* PROMPT *
Keep the pictures out and restate every record exactly.

* RECORD EXCERPTS *
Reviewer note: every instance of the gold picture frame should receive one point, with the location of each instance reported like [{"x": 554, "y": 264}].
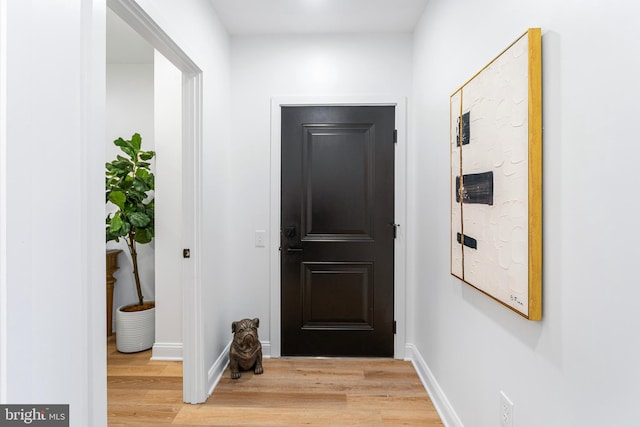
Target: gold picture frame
[{"x": 496, "y": 178}]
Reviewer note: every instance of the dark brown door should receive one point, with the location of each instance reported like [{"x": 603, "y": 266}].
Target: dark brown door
[{"x": 337, "y": 231}]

* RESULT BELOW *
Reviewer note: every instance of the gold picture frame should receive one point, with the location of each instance reported like [{"x": 554, "y": 264}].
Target: gold picture frame
[{"x": 496, "y": 178}]
Reviewer note: every instance of the dark brown door should receive one point, with the location of each instance reported like [{"x": 603, "y": 266}].
Target: dark brown door
[{"x": 337, "y": 231}]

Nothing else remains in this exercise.